PROBLEM A - Condense the excerpt's paragraph that opens with "In each case the observers" into a short bulleted list that keeps its main facts.

EXCERPT -
————

In each case the observers physically saw something with their eyes. But even if we were to say, and I don't see it in this context, that they had some sort of vision, they still actually saw God and he had a visible form and was surrounded by visible objects. They see his feet and under his feet, a beautiful construction (מַעֲשֶׂה). This seeing is reiterated with '... they beheld (חזה)... ate... drank.' In a number of prophetic contexts חזה is used to describe a vision (Let's not forget that a vision by definition, is something seen whether internally or projected onto a physical background) but like this instance it refers to 'beholding'. Compare Isaiah 33:17 "מֶ֥לֶךְ בְּיָפְי֖וֹ תֶּחֱזֶ֣ינָה עֵינֶ֑יךָ"

————

(Named-object pointing records)
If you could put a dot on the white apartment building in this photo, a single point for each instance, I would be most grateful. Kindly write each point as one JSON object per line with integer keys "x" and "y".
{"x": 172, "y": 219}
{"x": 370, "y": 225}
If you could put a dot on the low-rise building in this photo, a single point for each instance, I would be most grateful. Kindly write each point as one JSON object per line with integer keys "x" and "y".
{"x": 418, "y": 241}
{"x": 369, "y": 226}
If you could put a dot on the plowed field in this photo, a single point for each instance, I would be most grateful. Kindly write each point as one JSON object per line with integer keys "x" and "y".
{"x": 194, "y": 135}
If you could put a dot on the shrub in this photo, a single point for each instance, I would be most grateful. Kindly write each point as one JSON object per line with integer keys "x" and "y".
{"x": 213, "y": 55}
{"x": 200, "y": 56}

————

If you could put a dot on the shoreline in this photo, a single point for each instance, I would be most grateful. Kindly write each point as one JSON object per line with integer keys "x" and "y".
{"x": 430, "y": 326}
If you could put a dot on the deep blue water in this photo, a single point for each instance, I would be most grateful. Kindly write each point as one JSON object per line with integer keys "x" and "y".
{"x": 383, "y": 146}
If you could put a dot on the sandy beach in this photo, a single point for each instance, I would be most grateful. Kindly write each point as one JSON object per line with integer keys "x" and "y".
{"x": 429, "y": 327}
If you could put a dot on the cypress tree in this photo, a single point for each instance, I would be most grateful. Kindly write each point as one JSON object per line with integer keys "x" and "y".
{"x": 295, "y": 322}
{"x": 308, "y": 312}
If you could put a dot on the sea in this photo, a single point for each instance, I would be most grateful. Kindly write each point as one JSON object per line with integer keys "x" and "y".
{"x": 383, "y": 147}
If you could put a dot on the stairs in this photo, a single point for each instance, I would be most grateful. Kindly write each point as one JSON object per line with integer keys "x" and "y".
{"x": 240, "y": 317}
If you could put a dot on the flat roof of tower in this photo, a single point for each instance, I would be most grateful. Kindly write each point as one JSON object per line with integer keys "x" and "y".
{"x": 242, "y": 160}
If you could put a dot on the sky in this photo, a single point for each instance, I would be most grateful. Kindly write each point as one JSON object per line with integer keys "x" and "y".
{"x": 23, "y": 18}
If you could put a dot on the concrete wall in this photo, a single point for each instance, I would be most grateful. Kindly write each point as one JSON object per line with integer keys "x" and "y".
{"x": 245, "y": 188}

————

PROBLEM B - Show every line of the listing that contains the string "building". Case counts.

EXPECTED ANSWER A -
- The observers physically saw something with their eyes.
- Even if it were called a vision, they still saw God, who had a visible form and was surrounded by visible objects.
- They see his feet and, under his feet, a beautiful construction (מַעֲשֶׂה).
- The seeing is repeated in "... they beheld (חזה)... ate... drank."
- In a number of prophetic contexts חזה describes a vision, which by definition is something seen, whether internally or projected onto a physical background. Here, though, it means "beholding."
- Compare Isaiah 33:17: "מֶ֥לֶךְ בְּיָפְי֖וֹ תֶּחֱזֶ֣ינָה עֵינֶ֑יךָ"

EXPECTED ANSWER B -
If you could put a dot on the white apartment building in this photo, a single point for each instance, I would be most grateful. Kindly write each point as one JSON object per line with integer keys "x" and "y".
If you could put a dot on the low-rise building in this photo, a single point for each instance, I would be most grateful. Kindly write each point as one JSON object per line with integer keys "x" and "y".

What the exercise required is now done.